Mil cuatrocientos metros de desnivel es mucha tela para subirla de un golpe, pero lo conseguí. En esta ocasión no me salté ni un hito, una buena ristra de ellos que me llevaron hasta el coll de la Cornella, donde efectivamente estaba Gracián, el andarín belga. Me ofreció un trozo de queso mientras yo descargaba el macuto en el collado. A partir de aquí no nos perderíamos de vista en el largo descenso, el estany de la Tartera, la bassa de Curios, un nuevo coll, el de Caberante, el estany Mayor de la Gallina, el estany Mitja y por fin el estany Menor de la Gallina a cuya orilla el Centro Excursionista de Cataluña construyó el refugio Enric Pujol, más conocido como Mont Roig. Un descenso entretenido y laborioso por una antigua cuenca glaciar que obliga a continuas subidas y bajadas para sortear las laderas y los saltos rocosos laminados y pulidos por los glaciares.

============

• Preguntas propuestas
1. Resuma en dos oraciones el relato de la travesía hasta el refugio Enric Pujol.
2. Prosiga el relato de la travesía hasta el refugio Enric Pujol a partir de su última oración.

• Datos del ejercicio
============

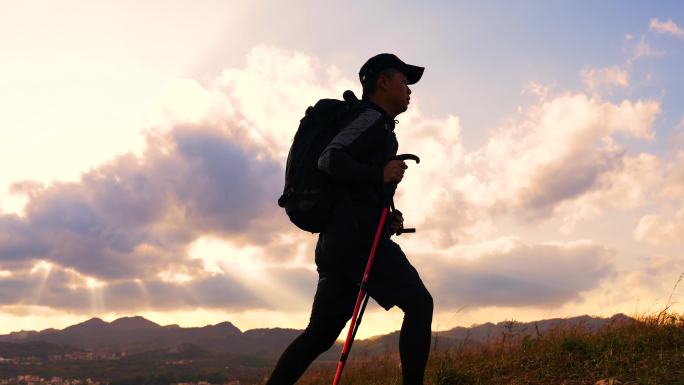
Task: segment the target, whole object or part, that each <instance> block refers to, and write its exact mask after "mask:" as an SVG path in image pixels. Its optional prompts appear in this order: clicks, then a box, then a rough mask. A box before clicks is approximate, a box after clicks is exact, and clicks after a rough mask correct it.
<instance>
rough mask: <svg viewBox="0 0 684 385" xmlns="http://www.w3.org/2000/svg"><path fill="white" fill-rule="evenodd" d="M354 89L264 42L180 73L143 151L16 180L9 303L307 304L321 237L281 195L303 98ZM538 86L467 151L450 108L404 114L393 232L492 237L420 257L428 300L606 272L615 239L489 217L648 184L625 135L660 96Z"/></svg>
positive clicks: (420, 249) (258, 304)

============

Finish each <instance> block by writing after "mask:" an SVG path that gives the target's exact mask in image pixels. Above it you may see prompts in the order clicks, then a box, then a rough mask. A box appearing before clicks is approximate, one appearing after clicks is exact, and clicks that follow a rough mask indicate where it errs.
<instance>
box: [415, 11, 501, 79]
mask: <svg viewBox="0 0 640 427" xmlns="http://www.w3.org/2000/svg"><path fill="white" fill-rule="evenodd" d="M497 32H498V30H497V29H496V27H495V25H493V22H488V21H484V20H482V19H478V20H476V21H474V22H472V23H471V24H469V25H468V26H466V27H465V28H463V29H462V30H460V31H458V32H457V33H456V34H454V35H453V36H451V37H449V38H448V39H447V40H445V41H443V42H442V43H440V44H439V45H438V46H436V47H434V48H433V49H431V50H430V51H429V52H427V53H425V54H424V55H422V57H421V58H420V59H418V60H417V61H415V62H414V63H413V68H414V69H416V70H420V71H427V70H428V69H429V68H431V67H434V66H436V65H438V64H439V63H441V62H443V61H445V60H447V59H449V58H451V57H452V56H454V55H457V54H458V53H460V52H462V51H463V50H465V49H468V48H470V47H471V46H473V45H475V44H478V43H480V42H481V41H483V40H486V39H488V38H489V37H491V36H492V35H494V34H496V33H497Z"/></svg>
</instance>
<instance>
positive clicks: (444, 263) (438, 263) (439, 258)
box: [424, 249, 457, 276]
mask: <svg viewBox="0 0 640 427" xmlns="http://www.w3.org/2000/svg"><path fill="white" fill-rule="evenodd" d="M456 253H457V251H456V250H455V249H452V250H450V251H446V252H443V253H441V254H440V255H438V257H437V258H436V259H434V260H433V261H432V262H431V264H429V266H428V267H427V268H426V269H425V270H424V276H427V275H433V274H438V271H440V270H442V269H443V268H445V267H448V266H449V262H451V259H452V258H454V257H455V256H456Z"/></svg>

============

• Soluciones
1. Quien narra supera de una vez mil cuatrocientos metros de desnivel siguiendo los hitos hasta el coll de la Cornella, donde Gracián, el andarín belga, le ofrece un trozo de queso. Desde allí ambos emprenden, sin perderse de vista, un largo descenso por una antigua cuenca glaciar, con continuas subidas y bajadas entre estanys y collados, hasta el refugio Enric Pujol, más conocido como Mont Roig, a orillas del estany Menor de la Gallina.

2.
Llego al refugio unos pocos minutos después que Gracián. No parece dispuesto a pernoctar allí. Me dice que tiene miedo a unos bichos pequeños. Le digo que si mosquitos, no, dice en su reducido castellano. ¿Ratones? Tampoco. Me indica que son muy pequeños y saltan. Caigo, tiene temor a las pulgas o a las chinches. En refugios no me sucedió nunca encontrármelos, le digo. Y le cuento un par de encuentros con ellos, en una ocasión en un albergue haciendo el camino Lebaniego: aquello fue la noche del loro. Y el pasado año en un hotel de Milán. Bicho escurridizo que como te toque en suerte estás perdido para toda la noche. Gracián me señala más abajo el estany de Llaveras. Me encanta bañarme en cueros en estos lagos, me dice. Cotejo yo también la posibilidad de dormir junto al lago, pero me da la impresión de que los prados de la orilla están muy inclinados. Decido quedarme en el refugio. Nos despedimos hasta mañana.

Gracián

El refugio, una estructura que se repite en Cataluña es una sólida construcción tipo vivac, pero con literas para dieciséis personas. Limpio y acogedor. Estoy solo. Hace un momento ha asomado un hombre que viene con su familia y van a acampar en los lagos. Sólo quería echar una ojeada.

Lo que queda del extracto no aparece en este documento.